:: Objective ::
Transcribe the listing word for word.

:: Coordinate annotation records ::
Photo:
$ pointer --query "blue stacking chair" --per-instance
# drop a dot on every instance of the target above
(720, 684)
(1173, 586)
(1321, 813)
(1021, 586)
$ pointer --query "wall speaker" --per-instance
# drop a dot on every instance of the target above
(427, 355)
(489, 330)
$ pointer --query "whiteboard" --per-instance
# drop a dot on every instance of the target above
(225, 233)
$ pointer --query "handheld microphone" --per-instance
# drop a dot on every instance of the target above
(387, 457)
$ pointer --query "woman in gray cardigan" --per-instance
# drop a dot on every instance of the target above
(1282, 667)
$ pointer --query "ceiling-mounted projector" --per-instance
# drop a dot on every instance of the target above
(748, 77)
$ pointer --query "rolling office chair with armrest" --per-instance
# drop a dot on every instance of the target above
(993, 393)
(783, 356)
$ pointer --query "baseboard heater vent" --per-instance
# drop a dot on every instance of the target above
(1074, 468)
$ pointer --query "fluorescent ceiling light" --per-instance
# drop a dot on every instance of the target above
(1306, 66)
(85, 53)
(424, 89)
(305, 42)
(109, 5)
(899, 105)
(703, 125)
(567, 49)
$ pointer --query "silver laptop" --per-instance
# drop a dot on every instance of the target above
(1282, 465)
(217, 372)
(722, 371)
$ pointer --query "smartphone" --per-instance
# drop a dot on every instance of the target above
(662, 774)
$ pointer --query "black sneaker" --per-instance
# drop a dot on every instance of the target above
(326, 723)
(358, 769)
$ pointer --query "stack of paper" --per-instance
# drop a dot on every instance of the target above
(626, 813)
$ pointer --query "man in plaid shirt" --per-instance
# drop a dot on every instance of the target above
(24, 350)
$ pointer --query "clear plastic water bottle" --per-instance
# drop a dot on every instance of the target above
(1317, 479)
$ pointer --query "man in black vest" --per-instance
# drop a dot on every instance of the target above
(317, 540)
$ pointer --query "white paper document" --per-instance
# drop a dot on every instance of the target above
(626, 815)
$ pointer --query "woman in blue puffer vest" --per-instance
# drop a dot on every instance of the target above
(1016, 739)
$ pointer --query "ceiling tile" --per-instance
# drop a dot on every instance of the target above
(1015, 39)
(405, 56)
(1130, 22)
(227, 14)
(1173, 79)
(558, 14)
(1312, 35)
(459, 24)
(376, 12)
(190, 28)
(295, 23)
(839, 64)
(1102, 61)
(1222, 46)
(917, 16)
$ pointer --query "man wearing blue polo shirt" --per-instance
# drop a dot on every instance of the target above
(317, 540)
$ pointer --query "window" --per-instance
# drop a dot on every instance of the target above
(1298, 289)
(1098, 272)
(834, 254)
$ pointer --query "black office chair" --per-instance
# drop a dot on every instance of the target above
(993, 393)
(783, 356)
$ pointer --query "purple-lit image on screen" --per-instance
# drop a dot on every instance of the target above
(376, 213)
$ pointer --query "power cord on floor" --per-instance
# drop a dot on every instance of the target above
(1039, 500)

:: Output of the exercise ::
Photo:
$ pointer --query "blue stacking chair" --per-instance
# drop a dot on every instance of the target above
(720, 684)
(1173, 586)
(1321, 813)
(1021, 586)
$ pointer --query "wall speaker" --per-instance
# drop a dot on every instance of the target above
(427, 355)
(489, 330)
$ pointer --query "whiteboard" --per-instance
# drop a dot on every instance of the target above
(225, 233)
$ pointer --query "handheld microphone" --per-instance
# drop a dot on every instance of the target above
(387, 457)
$ pointer --query "woman in gray cardigan" --per-instance
# drop a dot on every instance of the target above
(1282, 667)
$ pointer --query "ceiling-mounted projector" --per-instance
# drop a dot on every instance of the target above
(748, 77)
$ pointer --query "rolling office chair with armrest" --per-instance
# drop a dot on every instance of the target above
(993, 393)
(783, 356)
$ pointer --query "baseboard heater vent" --per-instance
# drop a dot on every instance of the target above
(1074, 468)
$ pointer --query "fluorescent ceiling light" --per-instance
# drop a dot on every instance of the target above
(1306, 66)
(85, 53)
(424, 89)
(305, 42)
(109, 5)
(899, 105)
(703, 125)
(567, 49)
$ pointer --query "silver laptop" --per-instance
# drop a dot on every instance of the target above
(1282, 465)
(217, 372)
(722, 371)
$ pointer --query "smartphone" --per-instance
# drop a dot on every instance of the target above
(662, 774)
$ pointer --query "black sneaker" --per-instance
# drop a dot on every instance of the target above
(326, 723)
(358, 769)
$ pointer --query "stack of paper" --per-instance
# drop a dot on every instance of the target above
(626, 813)
$ pointer --query "man in plaid shirt" --per-instance
# drop a dot on every instance of the target above
(24, 350)
$ pointer --query "clear plastic water bottle" --per-instance
# drop a dot on every instance of the target above
(1317, 479)
$ pointer --query "man in black vest" --per-instance
# drop a dot on every instance of the target above
(317, 540)
$ pointer --query "white paper document" --per-instance
# drop a dot on every instance of the target above
(626, 815)
$ pointer --query "woman in blue puffer vest" --per-instance
# drop a dot on every instance of the target above
(1016, 739)
$ pointer --query "ceiling tile" --per-instance
# drop a dot on every instance of the target above
(1015, 39)
(405, 56)
(1130, 22)
(227, 14)
(1173, 79)
(558, 14)
(1312, 35)
(459, 24)
(376, 12)
(190, 28)
(295, 23)
(839, 64)
(1102, 61)
(1222, 46)
(917, 16)
$ pointer --query "man wearing blue polo shirt" --per-instance
# drop a dot on every instance of the target above
(317, 540)
$ pointer --query "window" --per-instance
# drop a dot on every instance of the target above
(1298, 289)
(1098, 272)
(834, 254)
$ pointer --query "black office chair" --per-instance
# drop a dot on every instance of the target above
(993, 393)
(783, 356)
$ pointer --query "purple-lit image on screen" --per-instance
# drop a dot on every instance of the target above
(376, 213)
$ pointer --query "power cord on floor" --per-instance
# drop a dot on every instance of the target above
(1039, 500)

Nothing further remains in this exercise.